▶ **Activity**: In the thread about tiny bugs in a sump, what does the entomologist suggest the bugs might be?

▶ **Text under study**:
-.-.-

# Tiny white/gray bugs living in sump



## tg1119 (Mar 6, 2006)

I have a mbuna tank that has been up and running for over a year with a sump/wet dry filtration. Today I notice hundreds of tiny (flea size or smaller) bugs living on the inside sump walls and on top of the water. I have never noticed them before and look in the sump every week. Also, there are none that I can see living in the main tank, on top of the water, or in the canopy. I know not much to go on but did search and found people asking the same question with not answers.

I have been keeping fresh and salt water fish off and on for around 10 years and have never seen anything like this before. Closest thing I would say is they look like copepods that live in salt tanks.

Has anyone had these before? Are they harmful?


----------



## Neogenesis (Jan 4, 2008)

Is there a freshwater equivalent of copepods? I guess kind of a dumb question, you wouldn't be asking if you know....lol.

Any chance you can get a picture?

Scott


----------



## Coxy (Oct 19, 2009)

Just happen to know an entomologist and her vote would be a type of Ostracod similar to copepod but more likely to live in freshwater.
[/url]


----------



## xalow (May 10, 2007)

It is most likely that they are nothing harmful.


----------



## Neogenesis (Jan 4, 2008)

Sounds like free fish food to me. :dancing:

Scott


----------



## 808 newbie (Oct 11, 2009)

i seen something like this, kinda looks like very small shrimp, and appears to move backwards with their tails like lobsters, dunno what they are but when i change filters they live in there


----------



## MalawiLover (Sep 12, 2006)

most likely harmless, though if that comes out of your water supply you have other things to worry about


----------

-.-.-

▶ **Source information**:
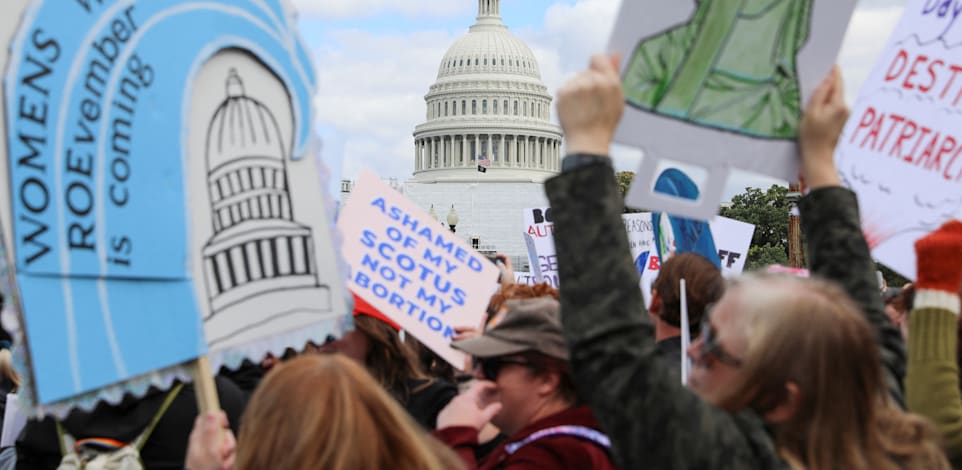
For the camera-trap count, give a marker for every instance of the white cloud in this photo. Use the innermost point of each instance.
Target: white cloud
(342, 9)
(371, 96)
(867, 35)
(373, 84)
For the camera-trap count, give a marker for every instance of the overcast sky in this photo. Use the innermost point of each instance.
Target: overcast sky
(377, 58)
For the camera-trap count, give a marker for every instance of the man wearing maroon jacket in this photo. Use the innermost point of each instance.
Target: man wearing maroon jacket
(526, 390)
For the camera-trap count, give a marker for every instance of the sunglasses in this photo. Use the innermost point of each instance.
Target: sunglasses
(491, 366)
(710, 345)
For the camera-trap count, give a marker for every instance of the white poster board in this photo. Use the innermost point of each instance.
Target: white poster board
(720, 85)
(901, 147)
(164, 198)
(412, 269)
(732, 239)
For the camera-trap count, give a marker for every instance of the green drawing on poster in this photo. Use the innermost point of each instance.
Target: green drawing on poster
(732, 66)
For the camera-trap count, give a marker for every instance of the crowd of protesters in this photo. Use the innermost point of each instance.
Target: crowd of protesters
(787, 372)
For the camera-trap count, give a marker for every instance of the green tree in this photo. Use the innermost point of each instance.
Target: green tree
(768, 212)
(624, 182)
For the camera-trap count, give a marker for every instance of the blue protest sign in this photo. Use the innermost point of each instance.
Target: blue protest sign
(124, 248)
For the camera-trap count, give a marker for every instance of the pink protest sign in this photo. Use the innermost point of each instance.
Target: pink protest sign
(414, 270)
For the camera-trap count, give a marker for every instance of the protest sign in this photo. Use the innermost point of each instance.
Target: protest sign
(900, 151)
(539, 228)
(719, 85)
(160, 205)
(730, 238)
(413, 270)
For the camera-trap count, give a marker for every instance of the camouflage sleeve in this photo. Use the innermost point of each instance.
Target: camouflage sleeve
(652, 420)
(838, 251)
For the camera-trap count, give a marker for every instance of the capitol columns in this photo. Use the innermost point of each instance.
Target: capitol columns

-.-.-

▶ **Answer box**: A type of ostracod, similar to a copepod but more likely to live in freshwater.